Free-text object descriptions
• • • • •

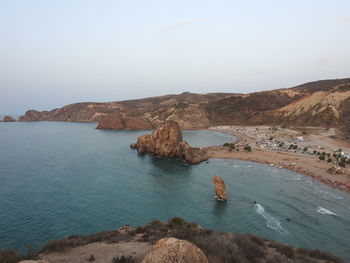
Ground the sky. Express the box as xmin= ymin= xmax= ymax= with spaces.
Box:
xmin=0 ymin=0 xmax=350 ymax=115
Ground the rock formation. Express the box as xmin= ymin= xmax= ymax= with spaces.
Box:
xmin=213 ymin=175 xmax=228 ymax=201
xmin=130 ymin=120 xmax=208 ymax=164
xmin=96 ymin=116 xmax=153 ymax=130
xmin=2 ymin=115 xmax=17 ymax=122
xmin=141 ymin=237 xmax=209 ymax=263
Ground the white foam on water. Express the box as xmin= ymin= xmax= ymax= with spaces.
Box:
xmin=289 ymin=177 xmax=302 ymax=181
xmin=317 ymin=206 xmax=337 ymax=216
xmin=255 ymin=204 xmax=286 ymax=233
xmin=214 ymin=195 xmax=226 ymax=202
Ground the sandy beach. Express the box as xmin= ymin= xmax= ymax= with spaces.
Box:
xmin=206 ymin=126 xmax=350 ymax=193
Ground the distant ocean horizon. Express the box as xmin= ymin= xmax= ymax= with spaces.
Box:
xmin=0 ymin=122 xmax=349 ymax=261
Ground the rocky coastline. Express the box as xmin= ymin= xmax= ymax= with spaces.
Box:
xmin=206 ymin=125 xmax=350 ymax=193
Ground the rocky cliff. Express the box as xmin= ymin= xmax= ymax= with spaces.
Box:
xmin=18 ymin=78 xmax=350 ymax=133
xmin=130 ymin=120 xmax=208 ymax=164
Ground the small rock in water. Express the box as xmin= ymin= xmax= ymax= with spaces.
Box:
xmin=213 ymin=175 xmax=228 ymax=201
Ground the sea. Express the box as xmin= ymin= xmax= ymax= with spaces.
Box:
xmin=0 ymin=122 xmax=349 ymax=261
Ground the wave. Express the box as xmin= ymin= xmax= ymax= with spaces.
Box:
xmin=317 ymin=206 xmax=337 ymax=216
xmin=255 ymin=204 xmax=286 ymax=233
xmin=289 ymin=177 xmax=302 ymax=181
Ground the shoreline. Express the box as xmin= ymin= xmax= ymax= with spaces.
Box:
xmin=206 ymin=126 xmax=350 ymax=193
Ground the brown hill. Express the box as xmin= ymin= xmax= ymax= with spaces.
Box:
xmin=19 ymin=92 xmax=234 ymax=129
xmin=19 ymin=79 xmax=350 ymax=132
xmin=271 ymin=83 xmax=350 ymax=127
xmin=288 ymin=78 xmax=350 ymax=93
xmin=204 ymin=89 xmax=300 ymax=125
xmin=339 ymin=97 xmax=350 ymax=135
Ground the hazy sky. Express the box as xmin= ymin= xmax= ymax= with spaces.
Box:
xmin=1 ymin=0 xmax=350 ymax=115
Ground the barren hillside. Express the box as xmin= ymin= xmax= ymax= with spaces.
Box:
xmin=19 ymin=79 xmax=350 ymax=132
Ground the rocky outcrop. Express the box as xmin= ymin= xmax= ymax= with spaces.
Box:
xmin=141 ymin=238 xmax=209 ymax=263
xmin=2 ymin=115 xmax=17 ymax=122
xmin=213 ymin=175 xmax=228 ymax=201
xmin=130 ymin=120 xmax=208 ymax=164
xmin=96 ymin=116 xmax=153 ymax=130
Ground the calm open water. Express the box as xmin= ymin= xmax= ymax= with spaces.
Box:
xmin=0 ymin=122 xmax=349 ymax=261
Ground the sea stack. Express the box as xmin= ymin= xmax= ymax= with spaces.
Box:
xmin=130 ymin=120 xmax=208 ymax=164
xmin=213 ymin=175 xmax=228 ymax=201
xmin=2 ymin=115 xmax=17 ymax=122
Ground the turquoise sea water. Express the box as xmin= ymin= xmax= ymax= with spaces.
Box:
xmin=0 ymin=122 xmax=349 ymax=261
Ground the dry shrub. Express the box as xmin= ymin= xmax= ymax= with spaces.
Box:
xmin=112 ymin=255 xmax=137 ymax=263
xmin=0 ymin=249 xmax=24 ymax=263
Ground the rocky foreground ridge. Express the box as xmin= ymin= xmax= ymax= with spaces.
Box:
xmin=17 ymin=78 xmax=350 ymax=134
xmin=130 ymin=120 xmax=208 ymax=164
xmin=4 ymin=218 xmax=344 ymax=263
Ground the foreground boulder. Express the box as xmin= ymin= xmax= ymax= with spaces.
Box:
xmin=2 ymin=115 xmax=17 ymax=122
xmin=141 ymin=238 xmax=209 ymax=263
xmin=130 ymin=120 xmax=208 ymax=164
xmin=213 ymin=175 xmax=228 ymax=201
xmin=96 ymin=116 xmax=153 ymax=130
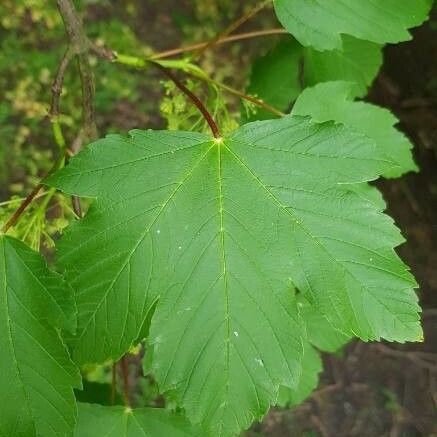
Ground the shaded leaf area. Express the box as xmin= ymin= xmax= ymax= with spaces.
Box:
xmin=274 ymin=0 xmax=433 ymax=51
xmin=277 ymin=343 xmax=321 ymax=408
xmin=243 ymin=36 xmax=382 ymax=121
xmin=292 ymin=81 xmax=418 ymax=178
xmin=278 ymin=297 xmax=351 ymax=407
xmin=75 ymin=403 xmax=203 ymax=436
xmin=75 ymin=380 xmax=123 ymax=406
xmin=47 ymin=116 xmax=421 ymax=436
xmin=0 ymin=235 xmax=80 ymax=437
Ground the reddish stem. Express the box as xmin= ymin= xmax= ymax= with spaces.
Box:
xmin=153 ymin=63 xmax=221 ymax=138
xmin=1 ymin=184 xmax=43 ymax=234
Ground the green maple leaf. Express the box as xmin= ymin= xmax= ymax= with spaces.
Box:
xmin=243 ymin=36 xmax=382 ymax=121
xmin=292 ymin=81 xmax=418 ymax=178
xmin=0 ymin=235 xmax=80 ymax=437
xmin=274 ymin=0 xmax=433 ymax=51
xmin=75 ymin=403 xmax=203 ymax=436
xmin=47 ymin=116 xmax=421 ymax=436
xmin=302 ymin=35 xmax=382 ymax=98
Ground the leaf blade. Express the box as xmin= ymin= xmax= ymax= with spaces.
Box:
xmin=48 ymin=116 xmax=422 ymax=436
xmin=75 ymin=403 xmax=203 ymax=437
xmin=292 ymin=81 xmax=418 ymax=178
xmin=243 ymin=36 xmax=382 ymax=122
xmin=0 ymin=235 xmax=80 ymax=437
xmin=274 ymin=0 xmax=433 ymax=51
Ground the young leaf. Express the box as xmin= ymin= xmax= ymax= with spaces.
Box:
xmin=47 ymin=117 xmax=421 ymax=436
xmin=0 ymin=235 xmax=80 ymax=437
xmin=274 ymin=0 xmax=433 ymax=51
xmin=292 ymin=81 xmax=418 ymax=178
xmin=243 ymin=36 xmax=382 ymax=122
xmin=75 ymin=403 xmax=203 ymax=436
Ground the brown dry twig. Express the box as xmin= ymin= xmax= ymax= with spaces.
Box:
xmin=194 ymin=0 xmax=273 ymax=58
xmin=375 ymin=344 xmax=437 ymax=373
xmin=55 ymin=0 xmax=104 ymax=141
xmin=53 ymin=0 xmax=108 ymax=217
xmin=150 ymin=28 xmax=287 ymax=60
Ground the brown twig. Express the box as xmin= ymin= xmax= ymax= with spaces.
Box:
xmin=1 ymin=185 xmax=43 ymax=234
xmin=375 ymin=344 xmax=437 ymax=373
xmin=57 ymin=0 xmax=88 ymax=45
xmin=423 ymin=308 xmax=437 ymax=318
xmin=194 ymin=0 xmax=272 ymax=58
xmin=50 ymin=47 xmax=75 ymax=118
xmin=1 ymin=148 xmax=66 ymax=234
xmin=310 ymin=414 xmax=330 ymax=437
xmin=77 ymin=53 xmax=98 ymax=142
xmin=56 ymin=0 xmax=98 ymax=142
xmin=89 ymin=41 xmax=116 ymax=61
xmin=55 ymin=0 xmax=103 ymax=217
xmin=150 ymin=28 xmax=287 ymax=60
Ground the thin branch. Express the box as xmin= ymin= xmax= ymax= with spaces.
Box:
xmin=375 ymin=344 xmax=437 ymax=373
xmin=194 ymin=0 xmax=272 ymax=58
xmin=0 ymin=191 xmax=49 ymax=207
xmin=56 ymin=0 xmax=89 ymax=50
xmin=152 ymin=62 xmax=221 ymax=138
xmin=56 ymin=0 xmax=101 ymax=218
xmin=89 ymin=41 xmax=116 ymax=61
xmin=150 ymin=28 xmax=287 ymax=60
xmin=77 ymin=53 xmax=98 ymax=141
xmin=4 ymin=0 xmax=104 ymax=235
xmin=112 ymin=53 xmax=283 ymax=118
xmin=50 ymin=47 xmax=75 ymax=118
xmin=1 ymin=151 xmax=65 ymax=234
xmin=56 ymin=0 xmax=98 ymax=142
xmin=1 ymin=185 xmax=43 ymax=234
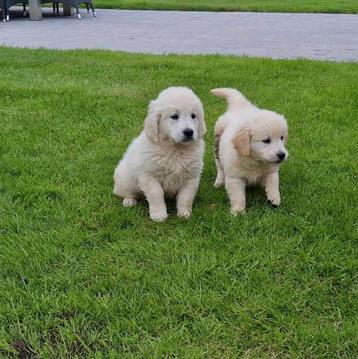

• • • • •

Pull every line with "water" from the records.

Ground the white foam on water. Express the box as xmin= ymin= xmax= ymax= with spaces.
Ground the small rock in water. Express the box as xmin= ymin= xmax= ymax= with spaces.
Ground the calm open water. Express the box as xmin= ymin= xmax= ymax= with spaces.
Ground the turquoise sea water. Express the box as xmin= ymin= xmax= ymax= with spaces.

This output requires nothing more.